─── SUPPLIED ENTRIES ───

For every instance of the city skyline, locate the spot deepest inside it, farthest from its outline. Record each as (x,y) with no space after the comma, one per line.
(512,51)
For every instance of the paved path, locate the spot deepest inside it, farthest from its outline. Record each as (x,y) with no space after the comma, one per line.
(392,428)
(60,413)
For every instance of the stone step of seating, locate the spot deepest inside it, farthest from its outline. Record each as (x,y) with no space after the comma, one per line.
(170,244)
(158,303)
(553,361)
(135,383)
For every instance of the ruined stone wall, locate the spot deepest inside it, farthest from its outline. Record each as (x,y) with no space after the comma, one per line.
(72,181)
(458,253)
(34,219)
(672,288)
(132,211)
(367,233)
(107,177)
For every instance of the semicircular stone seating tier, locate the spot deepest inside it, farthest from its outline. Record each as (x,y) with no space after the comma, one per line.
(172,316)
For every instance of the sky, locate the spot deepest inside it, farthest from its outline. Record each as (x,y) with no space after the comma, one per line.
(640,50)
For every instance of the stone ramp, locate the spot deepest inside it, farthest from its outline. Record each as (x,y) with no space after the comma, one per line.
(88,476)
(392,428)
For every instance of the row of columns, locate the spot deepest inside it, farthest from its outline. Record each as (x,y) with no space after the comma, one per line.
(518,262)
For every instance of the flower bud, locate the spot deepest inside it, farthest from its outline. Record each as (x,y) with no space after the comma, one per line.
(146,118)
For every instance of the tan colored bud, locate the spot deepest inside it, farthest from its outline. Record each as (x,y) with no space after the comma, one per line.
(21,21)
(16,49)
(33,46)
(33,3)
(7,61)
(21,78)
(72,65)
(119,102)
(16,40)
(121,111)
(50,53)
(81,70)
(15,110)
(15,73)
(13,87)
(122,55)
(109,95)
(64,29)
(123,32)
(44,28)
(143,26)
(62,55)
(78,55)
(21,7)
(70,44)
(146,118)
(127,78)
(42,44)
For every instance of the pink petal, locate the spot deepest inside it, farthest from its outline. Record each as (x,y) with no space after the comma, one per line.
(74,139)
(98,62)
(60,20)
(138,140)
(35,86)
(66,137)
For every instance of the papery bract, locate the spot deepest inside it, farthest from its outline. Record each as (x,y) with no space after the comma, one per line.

───

OBJECTIVE | Write every line of the material above again, exactly.

SOLUTION TO THE PROBLEM |
For every instance of the city skyline, locate the spot deepest inside it, farthest from its outline. Record each as (x,y) with no space after the comma, one per line.
(512,51)
For every instance of the paved path, locate the spot deepest inside it, farthest from its outline. Record each as (x,y) with no space after the comma, one per line.
(392,428)
(60,413)
For every instance of the stone step of seating, locate the spot deepest inside it, farthest from its outline. Record each as (x,y) with no space after the comma, one per line.
(170,244)
(158,303)
(553,361)
(135,383)
For every instance of the ruined stone wall, locate the spot deepest inside it, farthest from its outline. Record each as (x,y) with no space after the comma, one per line.
(72,181)
(458,253)
(34,219)
(672,288)
(132,211)
(367,233)
(107,177)
For every instance of the semicircular stone seating tier, locate the spot deepest inside it, farthest from its outline. Record each as (x,y) with no space after the comma, one per line.
(172,316)
For every instance of the sky, locate the spot deepest inside it, farthest from its outline. Record each as (x,y) with no space after the comma, one per line.
(640,50)
For every instance of the stone ramp, locate the spot deepest inside it, farthest from its outline. Record each as (x,y) with no space after the comma, one per line.
(88,476)
(392,428)
For every instance of the row of columns, locate the spot deepest inside it, farthest from its outline. Record each as (x,y) with no space after the comma, one per line.
(518,262)
For every instance of the flower bud, locate the spot deepest inside it, farthest from its outline. Record each as (x,y) with no space after the comma, one per line.
(146,118)
For every instance of the tan colored bud, locate the spot deepest inside it, farthest from its outline. Record each as (x,y) with no space after the comma, one per line.
(21,21)
(16,49)
(33,46)
(33,3)
(7,61)
(21,78)
(72,65)
(119,102)
(16,40)
(121,111)
(50,53)
(81,70)
(15,110)
(15,73)
(13,87)
(122,55)
(109,95)
(64,29)
(123,32)
(44,28)
(143,26)
(62,55)
(78,55)
(21,7)
(70,44)
(146,118)
(127,78)
(42,44)
For every instance of the pink petal, locate the spot deepest inside it, farthest from its outline. Record each as (x,y) with no space after the comma, one per line.
(74,139)
(98,62)
(60,20)
(138,140)
(35,86)
(66,137)
For every instance of the papery bract, locate the spot deepest inside it, farthest from its outline. Record each as (x,y) with no space after the comma, one per line.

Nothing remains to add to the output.